→ Extracted text

Lilly partners with global government regulatory and law enforcement agencies to help ensure patients receive only genuine medicines.
The Dangers of Counterfeit Medicines
Counterfeit medicines are a serious public health risk. They are not inspected by regulatory authorities and are often manufactured illegally in unsanitary conditions. Their sources are unknown, and their contents are disreputable. Counterfeit medicines pose a danger to patient safety as they may contain toxic ingredients, such as boric acid, floor polish and leaded road paint. They are never safe to use and can cause harm.
Unfortunately, the counterfeiting business is growing. Global criminal networks produce and distribute counterfeits in all major therapeutic areas, in all major geographies, and in more than 100 countries. Counterfeit medicines sales generated an estimated $200 billion in illicit profits in one year alone (2016).
Lilly’s Anti-Counterfeit Initiatives
Lilly is committed to advancing medical innovation whilst maintaining the best standards of product quality to ensure the safety of patients.
Lilly aims to take all necessary actions to safeguard public health. We have an internal Global Anti-Counterfeiting Team who investigate suspected counterfeit Lilly products. Procedures are in place to identify manufacturing and distribution trends to deter illegal activity.
No single entity can stop counterfeiting. That's why Lilly is partnering with global government regulatory and law enforcement agencies, along with other pharmaceutical companies, to deliver a global anti-counterfeiting strategy that ensures patient safety. Meanwhile, we continue to support international educational efforts by joining forces with non-governmental organisations such as the World Health Organisation, World Health Professionals Association and World Customs Organisation, to warn patients and healthcare professionals about the dangers of buying medicines from non-traditional outlets.

→ Given data
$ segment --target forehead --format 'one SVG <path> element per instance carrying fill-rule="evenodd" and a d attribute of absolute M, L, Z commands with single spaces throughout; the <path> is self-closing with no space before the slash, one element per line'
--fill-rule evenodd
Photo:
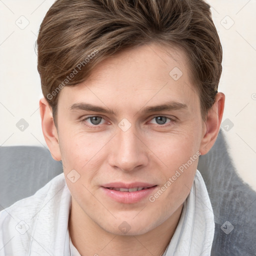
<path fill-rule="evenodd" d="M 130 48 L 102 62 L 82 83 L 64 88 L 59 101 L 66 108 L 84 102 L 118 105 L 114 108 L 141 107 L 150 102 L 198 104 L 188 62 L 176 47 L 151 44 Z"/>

→ Task instructions
a) Rewrite the page on counterfeit medicines between "No single entity" and "from non-traditional outlets.", inclusive, replacing "pharmaceutical companies" with "drug makers".
b) List every toxic ingredient that the page on counterfeit medicines names as one that counterfeit medicines may contain.
The listing after the page on counterfeit medicines is not needed for any of this work.

→ Exercise answers
a)
No single entity can stop counterfeiting. That's why Lilly is partnering with global government regulatory and law enforcement agencies, along with other drug makers, to deliver a global anti-counterfeiting strategy that ensures patient safety. Meanwhile, we continue to support international educational efforts by joining forces with non-governmental organisations such as the World Health Organisation, World Health Professionals Association and World Customs Organisation, to warn patients and healthcare professionals about the dangers of buying medicines from non-traditional outlets.

b)
- Boric acid
- Floor polish
- Leaded road paint